**What this task involves:** Find every line in the records below that contains the word "shrub", and copy each of those lines in full.
----- Records for the task
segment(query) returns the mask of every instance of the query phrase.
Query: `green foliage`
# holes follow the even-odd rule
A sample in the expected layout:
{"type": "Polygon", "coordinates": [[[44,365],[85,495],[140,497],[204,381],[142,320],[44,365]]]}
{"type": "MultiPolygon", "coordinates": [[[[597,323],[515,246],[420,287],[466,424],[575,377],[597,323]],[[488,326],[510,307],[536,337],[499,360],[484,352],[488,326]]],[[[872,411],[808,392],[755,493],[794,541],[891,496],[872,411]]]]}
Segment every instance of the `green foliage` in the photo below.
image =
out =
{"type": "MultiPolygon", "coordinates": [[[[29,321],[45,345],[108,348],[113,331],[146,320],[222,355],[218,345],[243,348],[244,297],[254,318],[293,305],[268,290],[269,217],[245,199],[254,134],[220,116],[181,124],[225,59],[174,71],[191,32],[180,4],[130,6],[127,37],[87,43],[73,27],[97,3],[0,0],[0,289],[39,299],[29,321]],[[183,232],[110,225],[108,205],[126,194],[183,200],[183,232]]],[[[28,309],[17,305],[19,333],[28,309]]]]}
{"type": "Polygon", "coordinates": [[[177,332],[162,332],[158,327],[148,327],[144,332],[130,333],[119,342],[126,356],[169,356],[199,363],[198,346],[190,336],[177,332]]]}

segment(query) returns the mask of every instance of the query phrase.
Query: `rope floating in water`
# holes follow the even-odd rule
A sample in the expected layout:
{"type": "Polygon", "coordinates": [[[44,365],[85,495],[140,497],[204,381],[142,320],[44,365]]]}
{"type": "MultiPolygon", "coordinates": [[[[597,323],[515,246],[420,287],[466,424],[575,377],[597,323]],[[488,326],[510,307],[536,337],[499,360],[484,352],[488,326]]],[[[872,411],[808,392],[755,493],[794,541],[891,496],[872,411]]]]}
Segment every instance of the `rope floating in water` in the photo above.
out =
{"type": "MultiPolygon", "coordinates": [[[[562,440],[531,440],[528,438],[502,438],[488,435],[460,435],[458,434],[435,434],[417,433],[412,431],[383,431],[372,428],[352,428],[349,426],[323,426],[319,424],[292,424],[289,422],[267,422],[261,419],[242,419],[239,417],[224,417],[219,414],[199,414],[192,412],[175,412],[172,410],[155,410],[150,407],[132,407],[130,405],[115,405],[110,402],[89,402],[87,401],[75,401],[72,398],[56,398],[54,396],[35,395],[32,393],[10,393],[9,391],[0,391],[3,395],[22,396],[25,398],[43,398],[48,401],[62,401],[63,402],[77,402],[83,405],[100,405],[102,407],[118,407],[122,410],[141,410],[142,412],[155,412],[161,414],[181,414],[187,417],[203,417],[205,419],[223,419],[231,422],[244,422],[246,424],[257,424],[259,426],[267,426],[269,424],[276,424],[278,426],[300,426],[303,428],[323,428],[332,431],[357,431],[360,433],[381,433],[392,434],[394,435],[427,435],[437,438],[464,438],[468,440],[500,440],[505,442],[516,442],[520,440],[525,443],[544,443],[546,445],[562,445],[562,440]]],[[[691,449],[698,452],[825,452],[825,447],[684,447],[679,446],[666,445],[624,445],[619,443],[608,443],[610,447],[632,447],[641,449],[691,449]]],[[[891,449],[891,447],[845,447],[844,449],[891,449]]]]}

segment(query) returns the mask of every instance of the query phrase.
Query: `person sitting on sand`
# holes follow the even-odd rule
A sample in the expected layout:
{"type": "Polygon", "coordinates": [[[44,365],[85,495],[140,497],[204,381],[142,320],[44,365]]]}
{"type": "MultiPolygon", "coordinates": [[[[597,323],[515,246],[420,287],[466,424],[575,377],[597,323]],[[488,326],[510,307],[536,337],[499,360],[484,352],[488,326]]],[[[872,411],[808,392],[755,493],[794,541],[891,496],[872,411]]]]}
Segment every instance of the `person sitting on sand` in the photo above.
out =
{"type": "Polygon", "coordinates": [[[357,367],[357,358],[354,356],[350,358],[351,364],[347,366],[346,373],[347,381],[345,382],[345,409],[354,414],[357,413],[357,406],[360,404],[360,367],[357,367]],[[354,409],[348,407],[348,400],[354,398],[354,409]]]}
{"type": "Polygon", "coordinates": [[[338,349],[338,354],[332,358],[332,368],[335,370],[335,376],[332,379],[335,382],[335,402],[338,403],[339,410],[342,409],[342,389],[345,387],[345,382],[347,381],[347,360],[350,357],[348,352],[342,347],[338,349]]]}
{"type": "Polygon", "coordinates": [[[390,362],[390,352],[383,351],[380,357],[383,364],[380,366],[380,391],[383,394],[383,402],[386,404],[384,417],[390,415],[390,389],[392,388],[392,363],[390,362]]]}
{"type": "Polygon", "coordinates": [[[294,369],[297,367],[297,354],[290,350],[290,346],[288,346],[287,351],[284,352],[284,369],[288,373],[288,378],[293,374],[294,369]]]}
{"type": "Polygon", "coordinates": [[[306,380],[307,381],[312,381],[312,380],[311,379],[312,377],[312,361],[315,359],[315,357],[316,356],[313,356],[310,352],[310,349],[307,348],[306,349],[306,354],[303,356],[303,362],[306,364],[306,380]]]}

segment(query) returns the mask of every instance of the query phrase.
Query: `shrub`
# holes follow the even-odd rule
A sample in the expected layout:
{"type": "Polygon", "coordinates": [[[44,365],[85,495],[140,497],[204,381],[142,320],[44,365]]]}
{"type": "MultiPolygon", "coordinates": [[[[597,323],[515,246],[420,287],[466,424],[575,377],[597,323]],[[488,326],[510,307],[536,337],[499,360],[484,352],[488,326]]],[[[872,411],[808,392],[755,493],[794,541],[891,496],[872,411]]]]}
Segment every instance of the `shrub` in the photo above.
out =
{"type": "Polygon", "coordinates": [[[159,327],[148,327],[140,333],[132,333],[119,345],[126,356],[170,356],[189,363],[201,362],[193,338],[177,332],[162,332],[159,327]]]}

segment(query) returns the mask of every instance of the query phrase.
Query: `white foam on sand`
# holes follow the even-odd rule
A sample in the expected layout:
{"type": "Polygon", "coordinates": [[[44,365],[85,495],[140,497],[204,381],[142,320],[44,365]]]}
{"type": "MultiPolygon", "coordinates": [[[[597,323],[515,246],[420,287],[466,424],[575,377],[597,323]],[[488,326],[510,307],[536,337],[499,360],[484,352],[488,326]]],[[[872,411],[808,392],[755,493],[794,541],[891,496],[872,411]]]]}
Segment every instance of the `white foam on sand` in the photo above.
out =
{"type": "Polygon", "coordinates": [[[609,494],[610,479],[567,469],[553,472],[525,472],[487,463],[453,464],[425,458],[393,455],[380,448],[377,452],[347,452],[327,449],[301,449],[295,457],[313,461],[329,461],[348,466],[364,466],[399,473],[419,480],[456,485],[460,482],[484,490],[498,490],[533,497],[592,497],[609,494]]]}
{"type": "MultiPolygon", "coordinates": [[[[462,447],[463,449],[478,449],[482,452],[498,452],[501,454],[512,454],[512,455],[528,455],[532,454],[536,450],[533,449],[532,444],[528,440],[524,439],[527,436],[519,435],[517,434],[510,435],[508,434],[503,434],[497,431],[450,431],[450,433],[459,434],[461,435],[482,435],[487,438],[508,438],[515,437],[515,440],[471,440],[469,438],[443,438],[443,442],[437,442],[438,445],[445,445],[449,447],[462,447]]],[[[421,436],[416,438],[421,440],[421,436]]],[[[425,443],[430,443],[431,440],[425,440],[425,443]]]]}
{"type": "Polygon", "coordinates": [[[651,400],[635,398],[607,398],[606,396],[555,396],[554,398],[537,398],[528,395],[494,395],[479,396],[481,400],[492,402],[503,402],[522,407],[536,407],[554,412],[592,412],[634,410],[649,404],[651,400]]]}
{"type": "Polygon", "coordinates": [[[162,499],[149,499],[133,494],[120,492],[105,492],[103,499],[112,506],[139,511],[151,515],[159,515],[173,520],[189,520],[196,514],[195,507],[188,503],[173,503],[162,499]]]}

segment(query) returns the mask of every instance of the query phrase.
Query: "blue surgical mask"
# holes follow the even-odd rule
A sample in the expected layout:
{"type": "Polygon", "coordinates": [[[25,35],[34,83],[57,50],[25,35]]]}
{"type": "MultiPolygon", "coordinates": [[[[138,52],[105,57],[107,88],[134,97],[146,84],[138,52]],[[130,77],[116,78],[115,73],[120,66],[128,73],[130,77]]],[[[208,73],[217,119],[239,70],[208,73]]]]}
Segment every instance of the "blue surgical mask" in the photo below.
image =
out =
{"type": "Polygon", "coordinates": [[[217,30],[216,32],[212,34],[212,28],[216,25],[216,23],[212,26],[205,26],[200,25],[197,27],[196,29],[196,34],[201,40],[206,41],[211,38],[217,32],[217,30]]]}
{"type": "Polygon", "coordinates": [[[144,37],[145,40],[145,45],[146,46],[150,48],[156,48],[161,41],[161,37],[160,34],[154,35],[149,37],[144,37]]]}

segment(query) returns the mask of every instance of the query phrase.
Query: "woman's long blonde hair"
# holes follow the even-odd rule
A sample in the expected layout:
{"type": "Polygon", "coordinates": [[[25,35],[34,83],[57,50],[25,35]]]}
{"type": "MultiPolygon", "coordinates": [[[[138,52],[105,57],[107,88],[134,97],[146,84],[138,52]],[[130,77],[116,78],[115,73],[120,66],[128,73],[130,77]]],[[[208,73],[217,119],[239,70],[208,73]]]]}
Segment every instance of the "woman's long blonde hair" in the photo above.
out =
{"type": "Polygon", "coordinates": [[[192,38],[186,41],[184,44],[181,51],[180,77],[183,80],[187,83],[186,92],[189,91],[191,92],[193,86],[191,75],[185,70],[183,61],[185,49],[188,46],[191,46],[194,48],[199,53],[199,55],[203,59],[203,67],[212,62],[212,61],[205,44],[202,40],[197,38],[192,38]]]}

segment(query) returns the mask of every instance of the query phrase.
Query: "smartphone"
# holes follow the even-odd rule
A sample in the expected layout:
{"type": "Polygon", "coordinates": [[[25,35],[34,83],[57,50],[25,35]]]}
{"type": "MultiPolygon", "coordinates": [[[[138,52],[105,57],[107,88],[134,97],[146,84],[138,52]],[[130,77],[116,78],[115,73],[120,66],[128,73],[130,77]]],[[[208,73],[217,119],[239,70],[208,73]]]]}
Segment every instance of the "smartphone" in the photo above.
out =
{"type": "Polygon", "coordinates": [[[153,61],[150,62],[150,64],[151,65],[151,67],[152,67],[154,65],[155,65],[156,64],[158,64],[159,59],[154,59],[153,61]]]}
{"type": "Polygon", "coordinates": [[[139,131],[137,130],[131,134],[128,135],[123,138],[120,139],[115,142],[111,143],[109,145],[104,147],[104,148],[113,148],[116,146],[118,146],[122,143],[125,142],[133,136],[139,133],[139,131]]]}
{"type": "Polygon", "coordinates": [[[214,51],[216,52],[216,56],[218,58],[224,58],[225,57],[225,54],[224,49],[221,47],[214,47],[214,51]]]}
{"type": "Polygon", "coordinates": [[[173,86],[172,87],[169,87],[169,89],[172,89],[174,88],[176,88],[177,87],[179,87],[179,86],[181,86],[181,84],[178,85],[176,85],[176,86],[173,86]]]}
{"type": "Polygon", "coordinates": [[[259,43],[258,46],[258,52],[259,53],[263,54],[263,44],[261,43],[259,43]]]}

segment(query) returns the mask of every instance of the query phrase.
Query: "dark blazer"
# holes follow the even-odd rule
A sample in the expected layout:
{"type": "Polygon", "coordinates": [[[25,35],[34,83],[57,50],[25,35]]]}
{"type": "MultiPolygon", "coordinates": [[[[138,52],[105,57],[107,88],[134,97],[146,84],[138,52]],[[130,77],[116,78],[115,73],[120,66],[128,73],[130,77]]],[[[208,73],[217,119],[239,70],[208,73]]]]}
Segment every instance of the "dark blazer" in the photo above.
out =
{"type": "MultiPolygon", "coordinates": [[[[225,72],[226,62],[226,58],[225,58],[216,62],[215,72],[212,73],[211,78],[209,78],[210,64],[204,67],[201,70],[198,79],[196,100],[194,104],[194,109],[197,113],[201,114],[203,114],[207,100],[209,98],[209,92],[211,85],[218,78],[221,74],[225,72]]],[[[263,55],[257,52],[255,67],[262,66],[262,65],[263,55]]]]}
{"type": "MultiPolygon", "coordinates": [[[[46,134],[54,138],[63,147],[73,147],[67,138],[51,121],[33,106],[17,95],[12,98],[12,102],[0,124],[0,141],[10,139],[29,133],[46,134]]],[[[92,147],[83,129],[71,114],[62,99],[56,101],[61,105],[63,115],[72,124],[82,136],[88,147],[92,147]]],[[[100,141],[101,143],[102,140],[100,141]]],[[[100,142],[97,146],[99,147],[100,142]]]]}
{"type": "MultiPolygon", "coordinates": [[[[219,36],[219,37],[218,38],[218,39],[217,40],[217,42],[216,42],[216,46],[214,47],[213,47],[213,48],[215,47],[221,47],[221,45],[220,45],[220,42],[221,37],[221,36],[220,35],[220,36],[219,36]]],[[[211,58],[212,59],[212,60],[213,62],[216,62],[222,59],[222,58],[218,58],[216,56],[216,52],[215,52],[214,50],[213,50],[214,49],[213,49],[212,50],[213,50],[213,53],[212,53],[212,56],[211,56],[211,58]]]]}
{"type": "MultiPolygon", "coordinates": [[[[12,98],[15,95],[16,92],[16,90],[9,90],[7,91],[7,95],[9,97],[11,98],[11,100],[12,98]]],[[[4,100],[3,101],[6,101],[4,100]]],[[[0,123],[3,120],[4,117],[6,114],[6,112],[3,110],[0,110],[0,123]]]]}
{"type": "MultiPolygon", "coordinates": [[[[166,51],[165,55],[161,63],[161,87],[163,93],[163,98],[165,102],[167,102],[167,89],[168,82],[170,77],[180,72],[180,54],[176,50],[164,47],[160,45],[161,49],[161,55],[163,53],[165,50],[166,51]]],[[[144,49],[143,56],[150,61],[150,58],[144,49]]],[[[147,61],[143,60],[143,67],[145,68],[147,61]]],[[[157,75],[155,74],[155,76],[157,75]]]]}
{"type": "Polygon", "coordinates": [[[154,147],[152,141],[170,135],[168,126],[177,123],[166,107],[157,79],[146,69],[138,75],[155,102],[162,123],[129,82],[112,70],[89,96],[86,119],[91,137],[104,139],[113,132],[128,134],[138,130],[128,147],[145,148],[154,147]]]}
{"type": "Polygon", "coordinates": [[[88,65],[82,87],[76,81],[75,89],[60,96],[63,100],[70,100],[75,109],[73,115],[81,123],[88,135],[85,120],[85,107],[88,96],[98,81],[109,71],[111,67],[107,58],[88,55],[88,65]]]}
----------
**Exercise response:**
Query: `shrub`
Segment every instance of the `shrub` in the photo above.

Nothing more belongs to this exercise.